:: Prompt ::
Present as a Markdown table with the columns Row and Text the lines of the listing below, from the line containing "of the facade" through the line containing "point(233, 190)". Number each row and omit blank lines.

-- Start of Dataset extract --

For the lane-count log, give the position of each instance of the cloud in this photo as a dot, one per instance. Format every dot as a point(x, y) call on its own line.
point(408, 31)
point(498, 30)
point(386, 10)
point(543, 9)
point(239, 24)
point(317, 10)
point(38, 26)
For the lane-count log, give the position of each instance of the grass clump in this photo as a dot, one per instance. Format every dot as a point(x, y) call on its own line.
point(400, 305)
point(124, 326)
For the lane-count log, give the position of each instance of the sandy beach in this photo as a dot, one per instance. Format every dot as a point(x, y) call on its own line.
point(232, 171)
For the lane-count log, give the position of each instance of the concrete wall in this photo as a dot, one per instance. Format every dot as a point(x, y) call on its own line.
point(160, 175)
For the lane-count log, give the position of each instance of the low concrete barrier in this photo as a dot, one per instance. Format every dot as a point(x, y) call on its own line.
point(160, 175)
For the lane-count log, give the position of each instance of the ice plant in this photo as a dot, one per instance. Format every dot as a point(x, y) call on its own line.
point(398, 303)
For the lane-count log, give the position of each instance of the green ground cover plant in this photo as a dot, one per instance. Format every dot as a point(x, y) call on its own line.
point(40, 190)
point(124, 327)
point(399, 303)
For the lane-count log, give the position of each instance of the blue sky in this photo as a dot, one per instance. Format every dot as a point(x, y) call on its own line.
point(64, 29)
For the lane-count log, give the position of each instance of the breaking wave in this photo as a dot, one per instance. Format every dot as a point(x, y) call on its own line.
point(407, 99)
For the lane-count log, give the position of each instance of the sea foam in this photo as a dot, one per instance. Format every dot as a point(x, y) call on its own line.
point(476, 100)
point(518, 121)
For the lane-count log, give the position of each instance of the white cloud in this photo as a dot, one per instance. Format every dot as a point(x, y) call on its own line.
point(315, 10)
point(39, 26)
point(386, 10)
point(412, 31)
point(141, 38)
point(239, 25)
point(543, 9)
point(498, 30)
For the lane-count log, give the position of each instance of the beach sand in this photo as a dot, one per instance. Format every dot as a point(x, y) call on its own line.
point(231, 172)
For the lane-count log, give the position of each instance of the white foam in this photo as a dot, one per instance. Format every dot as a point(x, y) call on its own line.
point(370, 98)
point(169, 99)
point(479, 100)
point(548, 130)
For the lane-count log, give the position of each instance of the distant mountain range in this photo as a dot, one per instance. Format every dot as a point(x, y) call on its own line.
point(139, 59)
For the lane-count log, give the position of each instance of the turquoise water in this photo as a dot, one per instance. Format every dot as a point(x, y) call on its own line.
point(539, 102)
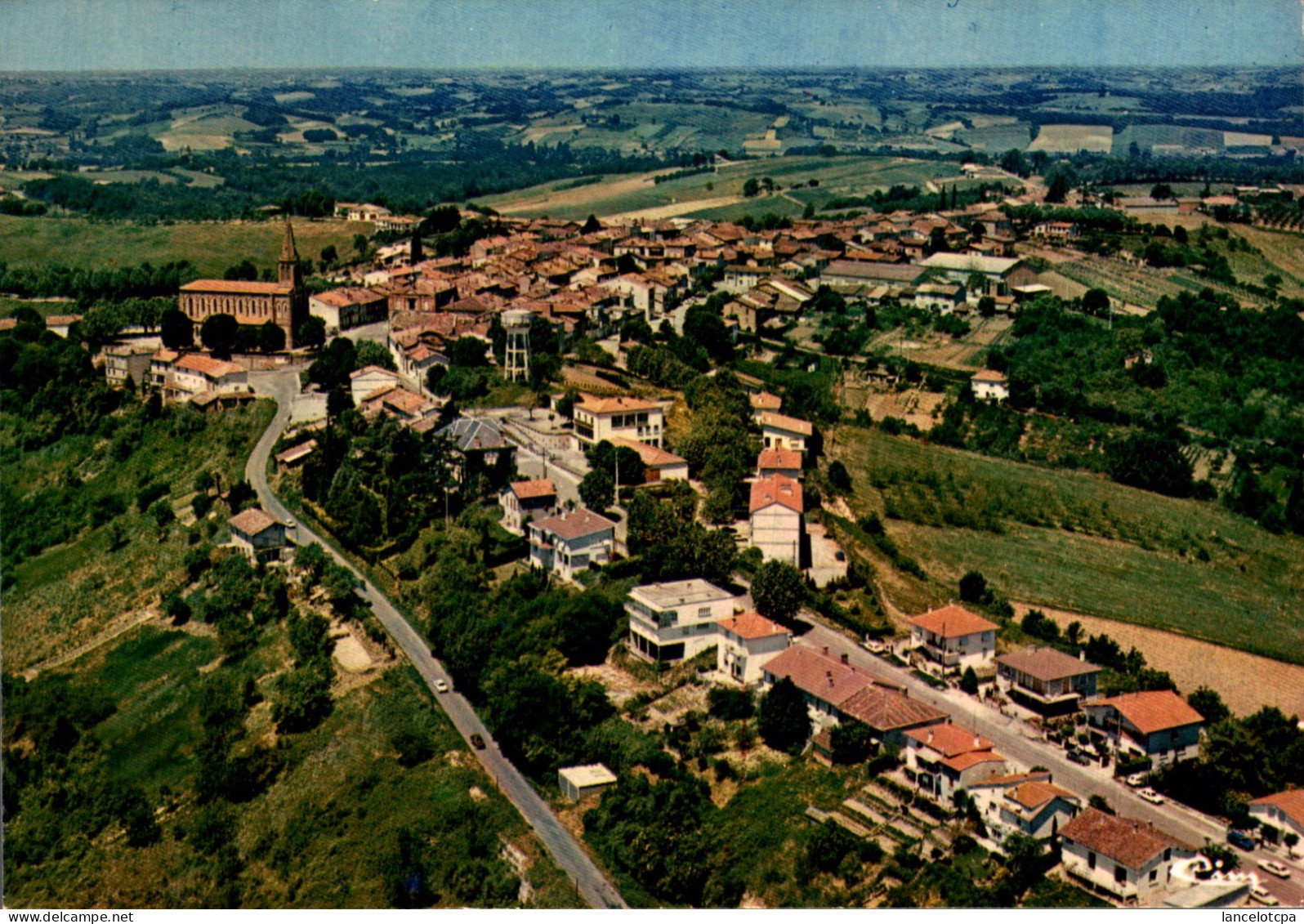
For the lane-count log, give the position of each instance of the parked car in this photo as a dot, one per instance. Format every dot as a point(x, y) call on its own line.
point(1240, 840)
point(1264, 897)
point(1275, 868)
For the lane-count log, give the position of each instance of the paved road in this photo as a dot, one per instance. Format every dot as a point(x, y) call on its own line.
point(1007, 734)
point(566, 851)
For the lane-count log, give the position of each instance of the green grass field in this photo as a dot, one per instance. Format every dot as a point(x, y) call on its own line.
point(210, 245)
point(69, 592)
point(1081, 542)
point(836, 176)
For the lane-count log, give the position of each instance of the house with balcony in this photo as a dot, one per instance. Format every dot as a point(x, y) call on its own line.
point(746, 643)
point(787, 463)
point(778, 525)
point(1284, 811)
point(1123, 856)
point(1155, 724)
point(597, 418)
point(260, 536)
point(569, 542)
point(1037, 808)
point(674, 621)
point(1047, 681)
point(527, 501)
point(780, 431)
point(955, 637)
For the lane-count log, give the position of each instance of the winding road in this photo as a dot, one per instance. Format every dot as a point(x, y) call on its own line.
point(593, 886)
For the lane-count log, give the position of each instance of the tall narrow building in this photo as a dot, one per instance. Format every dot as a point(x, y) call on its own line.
point(284, 302)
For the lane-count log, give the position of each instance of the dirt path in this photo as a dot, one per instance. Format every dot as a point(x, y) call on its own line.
point(109, 635)
point(677, 209)
point(1244, 681)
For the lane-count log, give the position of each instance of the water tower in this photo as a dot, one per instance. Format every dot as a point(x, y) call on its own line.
point(516, 363)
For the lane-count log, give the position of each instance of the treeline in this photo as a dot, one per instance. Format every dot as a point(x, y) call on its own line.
point(55, 280)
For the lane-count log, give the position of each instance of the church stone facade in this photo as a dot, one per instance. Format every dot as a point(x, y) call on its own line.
point(284, 302)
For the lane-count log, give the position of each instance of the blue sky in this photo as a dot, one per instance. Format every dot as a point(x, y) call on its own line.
point(138, 34)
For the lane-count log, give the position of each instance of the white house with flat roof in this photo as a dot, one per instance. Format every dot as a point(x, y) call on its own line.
point(746, 643)
point(597, 418)
point(583, 781)
point(677, 619)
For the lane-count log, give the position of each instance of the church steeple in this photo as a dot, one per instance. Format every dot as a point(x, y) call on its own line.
point(288, 265)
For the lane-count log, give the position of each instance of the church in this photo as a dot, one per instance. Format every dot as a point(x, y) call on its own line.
point(284, 302)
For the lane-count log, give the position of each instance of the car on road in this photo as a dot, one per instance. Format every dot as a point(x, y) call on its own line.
point(1240, 840)
point(1275, 868)
point(1264, 897)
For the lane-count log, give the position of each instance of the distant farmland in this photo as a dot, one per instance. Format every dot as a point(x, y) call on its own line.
point(210, 245)
point(1080, 542)
point(839, 176)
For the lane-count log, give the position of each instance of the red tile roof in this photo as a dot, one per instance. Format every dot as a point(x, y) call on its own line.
point(823, 676)
point(1290, 801)
point(783, 459)
point(962, 762)
point(206, 365)
point(574, 524)
point(752, 626)
point(1133, 843)
point(778, 489)
point(949, 739)
point(651, 455)
point(766, 402)
point(952, 622)
point(253, 521)
point(1153, 709)
point(785, 422)
point(612, 405)
point(886, 708)
point(540, 488)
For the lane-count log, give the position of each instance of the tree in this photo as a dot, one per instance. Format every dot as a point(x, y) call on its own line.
point(783, 720)
point(973, 588)
point(300, 699)
point(778, 591)
point(271, 337)
point(851, 742)
point(312, 333)
point(597, 490)
point(1209, 704)
point(219, 333)
point(1096, 301)
point(176, 330)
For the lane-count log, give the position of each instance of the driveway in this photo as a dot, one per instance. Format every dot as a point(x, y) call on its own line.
point(565, 849)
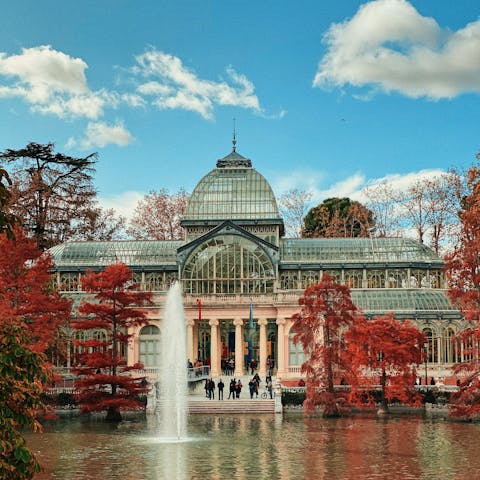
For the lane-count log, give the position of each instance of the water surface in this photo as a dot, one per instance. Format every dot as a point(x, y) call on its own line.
point(261, 447)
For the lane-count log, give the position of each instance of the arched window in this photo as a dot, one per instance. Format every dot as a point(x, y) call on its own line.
point(375, 278)
point(149, 346)
point(228, 264)
point(296, 355)
point(154, 282)
point(69, 282)
point(288, 281)
point(309, 277)
point(354, 278)
point(396, 278)
point(432, 348)
point(451, 347)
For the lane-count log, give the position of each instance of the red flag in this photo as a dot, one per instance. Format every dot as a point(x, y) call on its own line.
point(199, 305)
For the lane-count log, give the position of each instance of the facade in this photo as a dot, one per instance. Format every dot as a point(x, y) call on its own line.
point(242, 279)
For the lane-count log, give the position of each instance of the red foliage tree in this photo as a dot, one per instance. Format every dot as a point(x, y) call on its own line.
point(384, 352)
point(463, 271)
point(105, 382)
point(327, 310)
point(26, 293)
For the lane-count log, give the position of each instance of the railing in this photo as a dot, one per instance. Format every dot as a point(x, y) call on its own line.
point(193, 374)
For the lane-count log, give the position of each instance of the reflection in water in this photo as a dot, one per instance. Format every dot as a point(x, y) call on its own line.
point(263, 446)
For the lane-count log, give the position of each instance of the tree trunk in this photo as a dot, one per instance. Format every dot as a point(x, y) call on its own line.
point(113, 415)
point(383, 408)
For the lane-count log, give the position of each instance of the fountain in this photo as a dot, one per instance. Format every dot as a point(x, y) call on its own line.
point(173, 381)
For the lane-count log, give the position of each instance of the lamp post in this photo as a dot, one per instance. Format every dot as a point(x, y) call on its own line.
point(425, 361)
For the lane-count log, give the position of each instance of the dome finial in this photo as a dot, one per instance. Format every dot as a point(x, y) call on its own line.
point(234, 141)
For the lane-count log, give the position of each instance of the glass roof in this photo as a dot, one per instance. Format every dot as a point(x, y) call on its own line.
point(132, 253)
point(398, 300)
point(353, 250)
point(233, 190)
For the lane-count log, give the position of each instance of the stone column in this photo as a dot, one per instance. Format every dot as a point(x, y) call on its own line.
point(214, 363)
point(238, 322)
point(281, 347)
point(190, 351)
point(263, 347)
point(195, 342)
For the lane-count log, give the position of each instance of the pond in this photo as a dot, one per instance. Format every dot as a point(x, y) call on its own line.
point(260, 447)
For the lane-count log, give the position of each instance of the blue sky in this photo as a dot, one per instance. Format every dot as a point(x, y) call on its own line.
point(329, 96)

-- End of Dataset extract --

:: Result of this exercise ::
| Row | Text |
|---|---|
| 1 | For the lane-count log, give the position of each instance of the facade in this photo as a dot, one per instance. Format every dot as a point(x, y) call on its own line. |
| 2 | point(242, 279) |
| 3 | For the lane-count log, give the position of each instance of the red foliage tree in this photo as a dot, one per instance. Format every dot as a point(x, y) call on its own line. |
| 4 | point(384, 352) |
| 5 | point(463, 271) |
| 6 | point(105, 382) |
| 7 | point(327, 310) |
| 8 | point(26, 293) |
| 9 | For the lane-count log, give the position of each instance of the railing in this photo as a dot, one per instance. Format every dot as a point(x, y) call on its own line. |
| 10 | point(193, 374) |
| 11 | For the lane-count log, give the position of each instance of the reflection in water in this photo as a dot, one per instance. Format every dot as a point(x, y) call on its own line. |
| 12 | point(263, 446) |
| 13 | For the lane-count log, give the position of each instance of the tree trunk in this photo as a dot, one per instance. Format every dot as a point(x, y) call on its own line. |
| 14 | point(113, 415) |
| 15 | point(383, 408) |
| 16 | For the lane-count log, give the position of each instance of the fountain in this photo as a dot, one per instance. Format every dot as a point(x, y) call on its own line. |
| 17 | point(173, 381) |
| 18 | For the lane-count log, give the position of each instance of the lamp post in this photo as a dot, one per instance. Format every dot as a point(x, y) call on its own line. |
| 19 | point(425, 361) |
| 20 | For the lane-count log, give the position of each instance of the dome finial in this photo as a dot, one per instance. Format every dot as a point(x, y) call on its own line. |
| 21 | point(234, 141) |
| 22 | For the lane-count log, give the position of each instance of the glass roof in this photo as a dot, one per instance. Format every dot as a point(x, y) call on its own line. |
| 23 | point(132, 253) |
| 24 | point(398, 300) |
| 25 | point(353, 250) |
| 26 | point(233, 190) |